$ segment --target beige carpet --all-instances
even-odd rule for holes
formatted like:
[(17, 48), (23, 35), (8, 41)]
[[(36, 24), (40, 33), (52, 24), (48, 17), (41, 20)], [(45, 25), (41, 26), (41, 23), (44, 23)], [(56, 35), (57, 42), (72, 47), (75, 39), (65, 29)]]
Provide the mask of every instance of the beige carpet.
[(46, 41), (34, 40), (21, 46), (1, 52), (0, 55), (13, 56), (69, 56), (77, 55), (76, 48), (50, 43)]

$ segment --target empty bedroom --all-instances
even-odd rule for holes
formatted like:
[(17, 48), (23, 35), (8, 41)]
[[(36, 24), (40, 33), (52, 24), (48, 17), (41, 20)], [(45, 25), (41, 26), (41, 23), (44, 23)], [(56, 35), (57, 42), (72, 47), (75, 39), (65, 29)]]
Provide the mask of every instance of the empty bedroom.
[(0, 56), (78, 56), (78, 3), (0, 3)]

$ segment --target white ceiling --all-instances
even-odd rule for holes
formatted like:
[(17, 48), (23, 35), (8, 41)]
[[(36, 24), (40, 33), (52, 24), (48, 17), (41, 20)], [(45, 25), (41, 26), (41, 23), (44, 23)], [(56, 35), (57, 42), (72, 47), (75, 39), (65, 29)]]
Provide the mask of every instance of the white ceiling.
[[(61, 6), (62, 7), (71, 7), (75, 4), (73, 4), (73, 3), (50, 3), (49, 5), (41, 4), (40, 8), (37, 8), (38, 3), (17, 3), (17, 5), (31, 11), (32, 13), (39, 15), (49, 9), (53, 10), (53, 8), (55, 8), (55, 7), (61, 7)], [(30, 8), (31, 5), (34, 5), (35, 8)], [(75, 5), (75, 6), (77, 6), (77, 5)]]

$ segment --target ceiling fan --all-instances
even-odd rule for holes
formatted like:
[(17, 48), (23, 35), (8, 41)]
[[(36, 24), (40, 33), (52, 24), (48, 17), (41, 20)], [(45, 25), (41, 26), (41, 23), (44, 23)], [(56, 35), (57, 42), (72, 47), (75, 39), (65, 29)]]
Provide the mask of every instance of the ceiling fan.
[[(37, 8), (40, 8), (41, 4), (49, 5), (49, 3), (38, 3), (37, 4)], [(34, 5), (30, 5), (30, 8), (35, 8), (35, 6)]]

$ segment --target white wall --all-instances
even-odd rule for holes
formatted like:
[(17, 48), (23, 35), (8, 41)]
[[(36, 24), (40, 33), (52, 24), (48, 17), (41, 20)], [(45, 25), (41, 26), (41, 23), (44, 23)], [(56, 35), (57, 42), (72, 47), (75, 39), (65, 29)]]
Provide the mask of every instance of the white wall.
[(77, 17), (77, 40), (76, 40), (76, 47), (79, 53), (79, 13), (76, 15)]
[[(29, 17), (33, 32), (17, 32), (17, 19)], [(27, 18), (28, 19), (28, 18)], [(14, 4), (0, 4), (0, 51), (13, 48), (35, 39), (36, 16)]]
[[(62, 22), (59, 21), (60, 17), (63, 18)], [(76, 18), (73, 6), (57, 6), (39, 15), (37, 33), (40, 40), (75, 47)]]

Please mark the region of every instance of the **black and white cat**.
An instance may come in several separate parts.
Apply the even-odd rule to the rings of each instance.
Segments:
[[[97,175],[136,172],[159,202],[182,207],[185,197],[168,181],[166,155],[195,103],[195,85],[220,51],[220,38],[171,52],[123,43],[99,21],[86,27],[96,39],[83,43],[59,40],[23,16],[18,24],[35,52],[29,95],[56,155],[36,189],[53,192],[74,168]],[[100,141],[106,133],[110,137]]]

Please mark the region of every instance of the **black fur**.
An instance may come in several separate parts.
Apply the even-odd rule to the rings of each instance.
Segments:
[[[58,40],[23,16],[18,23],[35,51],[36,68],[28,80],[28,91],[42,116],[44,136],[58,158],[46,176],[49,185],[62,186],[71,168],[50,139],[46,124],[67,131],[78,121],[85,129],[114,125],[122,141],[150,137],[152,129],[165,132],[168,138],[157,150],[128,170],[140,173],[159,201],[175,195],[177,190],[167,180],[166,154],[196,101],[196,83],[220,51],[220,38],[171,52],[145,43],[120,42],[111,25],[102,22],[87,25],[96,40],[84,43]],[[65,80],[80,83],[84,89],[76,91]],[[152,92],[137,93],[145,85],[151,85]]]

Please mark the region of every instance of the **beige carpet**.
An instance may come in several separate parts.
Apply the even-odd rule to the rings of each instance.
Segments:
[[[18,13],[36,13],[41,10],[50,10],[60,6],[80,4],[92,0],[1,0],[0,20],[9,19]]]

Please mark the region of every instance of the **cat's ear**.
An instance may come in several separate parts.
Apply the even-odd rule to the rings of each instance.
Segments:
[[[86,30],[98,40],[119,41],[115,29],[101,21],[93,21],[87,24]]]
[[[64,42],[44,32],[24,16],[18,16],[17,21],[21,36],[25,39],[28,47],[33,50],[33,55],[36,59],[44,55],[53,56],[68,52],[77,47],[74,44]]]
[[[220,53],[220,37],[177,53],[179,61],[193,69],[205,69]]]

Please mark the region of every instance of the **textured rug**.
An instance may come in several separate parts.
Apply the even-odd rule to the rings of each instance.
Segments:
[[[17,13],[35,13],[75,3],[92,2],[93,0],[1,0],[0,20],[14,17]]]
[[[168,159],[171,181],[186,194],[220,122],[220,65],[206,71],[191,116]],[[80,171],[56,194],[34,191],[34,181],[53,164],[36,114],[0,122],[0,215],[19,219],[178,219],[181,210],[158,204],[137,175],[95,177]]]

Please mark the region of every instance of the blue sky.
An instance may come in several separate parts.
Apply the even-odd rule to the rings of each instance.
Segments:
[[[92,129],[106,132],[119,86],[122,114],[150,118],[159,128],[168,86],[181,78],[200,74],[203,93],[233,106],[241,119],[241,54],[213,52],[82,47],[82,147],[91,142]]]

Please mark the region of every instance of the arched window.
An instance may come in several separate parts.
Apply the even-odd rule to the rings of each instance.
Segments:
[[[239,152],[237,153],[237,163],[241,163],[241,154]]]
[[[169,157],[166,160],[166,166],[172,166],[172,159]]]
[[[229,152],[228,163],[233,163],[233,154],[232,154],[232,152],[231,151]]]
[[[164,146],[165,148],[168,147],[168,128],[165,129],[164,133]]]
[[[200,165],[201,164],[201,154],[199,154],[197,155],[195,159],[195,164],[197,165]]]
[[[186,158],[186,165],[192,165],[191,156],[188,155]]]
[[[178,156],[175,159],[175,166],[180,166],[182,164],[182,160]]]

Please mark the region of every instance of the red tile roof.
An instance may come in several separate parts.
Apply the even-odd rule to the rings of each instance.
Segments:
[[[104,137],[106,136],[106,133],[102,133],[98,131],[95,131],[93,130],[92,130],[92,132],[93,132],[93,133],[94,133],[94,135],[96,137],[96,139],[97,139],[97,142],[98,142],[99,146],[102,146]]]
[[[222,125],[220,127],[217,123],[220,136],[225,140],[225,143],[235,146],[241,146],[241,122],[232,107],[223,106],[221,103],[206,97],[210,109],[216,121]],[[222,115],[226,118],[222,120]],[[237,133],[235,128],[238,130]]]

[Aim]: Copy out the whole listing above, putting "parity rule" wherever "even-odd rule" appears. Keep every other character as it is.

[The solution]:
$ segment --target beige carpet --all-instances
parity rule for holes
formatted like:
[(17, 48), (23, 35), (8, 41)]
[[(36, 24), (40, 33), (52, 24), (48, 17), (41, 20)], [(45, 25), (41, 26), (41, 23), (44, 23)], [(56, 35), (57, 42), (72, 47), (75, 39), (65, 29)]]
Provide the mask of every instance of the beige carpet.
[(46, 41), (34, 40), (21, 46), (1, 52), (0, 55), (13, 56), (69, 56), (77, 55), (76, 48), (50, 43)]

$ segment --target empty bedroom --all-instances
parity rule for holes
formatted like:
[(17, 48), (23, 35), (8, 41)]
[[(36, 24), (40, 33), (52, 24), (48, 17), (41, 20)], [(45, 25), (41, 26), (41, 23), (44, 23)], [(56, 35), (57, 42), (72, 47), (75, 39), (65, 29)]]
Provide the mask of every instance of the empty bedroom.
[(0, 56), (78, 56), (78, 3), (0, 3)]

$ segment --target white ceiling --all-instances
parity rule for holes
formatted like:
[(17, 48), (23, 35), (8, 41)]
[[(36, 24), (40, 33), (52, 24), (48, 17), (41, 20)], [(45, 25), (41, 26), (41, 23), (44, 23)], [(56, 35), (57, 42), (72, 47), (75, 39), (65, 29)]]
Provide the mask of every instance of the white ceiling.
[[(61, 6), (62, 7), (71, 7), (75, 4), (73, 4), (73, 3), (50, 3), (49, 5), (41, 4), (40, 8), (37, 8), (38, 3), (17, 3), (17, 5), (31, 11), (32, 13), (39, 15), (49, 9), (53, 10), (53, 8), (55, 8), (55, 7), (61, 7)], [(30, 8), (31, 5), (34, 5), (35, 8)], [(75, 5), (75, 6), (77, 6), (77, 5)]]

$ segment --target ceiling fan --all-instances
parity rule for holes
formatted like:
[(17, 48), (23, 35), (8, 41)]
[[(36, 24), (40, 33), (52, 24), (48, 17), (41, 20)], [(45, 25), (41, 26), (41, 23), (44, 23)], [(56, 35), (57, 42), (72, 47), (75, 39), (65, 29)]]
Provide the mask of every instance of the ceiling fan.
[[(37, 8), (40, 8), (41, 4), (49, 5), (49, 3), (38, 3), (37, 4)], [(34, 5), (30, 5), (30, 8), (35, 8), (35, 6)]]

$ segment --target white wall --all-instances
parity rule for holes
formatted like:
[(17, 48), (23, 35), (8, 41)]
[[(36, 24), (40, 33), (52, 24), (48, 17), (41, 20)], [(45, 25), (41, 26), (41, 23), (44, 23)], [(56, 35), (57, 42), (72, 47), (75, 39), (65, 29)]]
Provide the mask of every instance of the white wall.
[(77, 17), (77, 40), (76, 40), (76, 47), (79, 53), (79, 13), (76, 15)]
[[(29, 17), (33, 32), (17, 32), (17, 19)], [(27, 18), (28, 19), (28, 18)], [(14, 4), (0, 4), (0, 51), (13, 48), (35, 39), (36, 16)]]
[[(62, 22), (59, 21), (60, 17), (63, 18)], [(76, 18), (73, 6), (57, 6), (39, 15), (37, 33), (40, 40), (75, 47)]]

Please mark the region of every instance of the **black and white cat**.
An instance may come in several separate parts.
Apply the parity rule to the rings of each instance.
Segments:
[[[97,175],[136,172],[159,202],[182,207],[185,197],[168,181],[166,155],[195,103],[195,85],[220,51],[220,38],[171,52],[123,43],[99,21],[86,27],[96,39],[83,43],[59,40],[23,16],[18,24],[35,52],[29,95],[56,155],[36,189],[53,192],[74,168]],[[100,141],[106,133],[110,137]]]

Please mark the region of every instance of the **black fur**.
An instance may come in several separate parts.
Apply the parity rule to the rings of each instance.
Segments:
[[[58,40],[23,16],[18,23],[35,51],[36,68],[28,80],[28,91],[42,116],[44,136],[58,158],[46,176],[49,185],[62,186],[71,168],[50,139],[46,124],[67,131],[78,121],[85,129],[114,125],[122,141],[150,137],[152,129],[165,132],[168,138],[157,150],[128,170],[140,173],[159,201],[175,195],[177,190],[167,180],[166,154],[196,101],[196,83],[220,51],[220,38],[171,52],[145,43],[120,42],[111,25],[102,22],[87,25],[96,40],[84,43]],[[65,80],[80,83],[84,89],[76,91]],[[152,92],[137,93],[145,85],[151,85]]]

Please mark the region of every instance of the **beige carpet**.
An instance may come in several separate parts.
Apply the parity rule to the rings of each instance.
Segments:
[[[18,13],[36,13],[41,10],[50,10],[60,6],[80,4],[92,0],[1,0],[0,20],[9,19]]]

Please mark the region of every instance of the **cat's ear**.
An instance may come in several separate parts.
Apply the parity rule to the rings of each instance.
Segments:
[[[86,30],[98,40],[119,41],[115,29],[101,21],[93,21],[87,24]]]
[[[64,42],[44,32],[24,16],[18,16],[17,21],[21,36],[25,39],[28,47],[33,50],[33,55],[36,59],[44,55],[53,56],[68,52],[77,47],[74,44]]]
[[[220,53],[220,37],[177,53],[179,61],[193,69],[205,69]]]

Please mark the region of every instance of the **textured rug**.
An instance may come in several separate parts.
Apply the parity rule to the rings of each instance.
Segments:
[[[17,13],[35,13],[75,3],[92,2],[93,0],[1,0],[0,20],[14,17]]]
[[[168,159],[171,181],[186,194],[220,122],[220,65],[206,71],[191,116]],[[80,171],[56,194],[34,191],[34,181],[53,164],[36,114],[0,122],[0,215],[19,219],[178,219],[181,210],[158,204],[137,175],[95,177]]]

Please mark the region of every instance of the blue sky.
An instance may come in several separate parts.
Apply the parity rule to the rings of each instance.
Segments:
[[[92,129],[106,132],[119,86],[122,114],[150,118],[159,128],[168,86],[181,78],[200,74],[203,93],[233,106],[241,119],[241,54],[213,52],[82,47],[82,147],[91,142]]]

Please mark the region of every instance of the arched window.
An instance may come in several separate parts.
Apply the parity rule to the rings of each instance.
Segments:
[[[239,152],[237,153],[237,163],[241,163],[241,154]]]
[[[169,157],[166,160],[166,166],[172,166],[172,159]]]
[[[229,152],[228,163],[233,163],[233,154],[232,154],[232,152],[231,151]]]
[[[164,146],[165,148],[168,147],[168,128],[165,129],[164,133]]]
[[[200,165],[201,164],[201,154],[199,154],[197,155],[195,159],[195,164],[197,165]]]
[[[186,158],[186,165],[192,165],[191,156],[188,155]]]
[[[178,156],[175,159],[175,166],[180,166],[182,164],[182,160]]]

Please mark the region of every instance of the red tile roof.
An instance may come in several separate parts.
Apply the parity rule to the rings of each instance.
Segments:
[[[104,137],[106,136],[106,133],[102,133],[98,131],[95,131],[93,130],[92,130],[92,132],[93,132],[93,133],[94,133],[94,135],[96,137],[96,139],[97,139],[97,142],[98,142],[99,146],[102,146]]]
[[[222,125],[220,127],[217,123],[220,136],[225,140],[225,143],[235,146],[241,146],[241,122],[232,107],[223,106],[221,103],[206,97],[210,109],[216,121]],[[222,115],[226,118],[222,120]],[[237,133],[235,128],[238,130]]]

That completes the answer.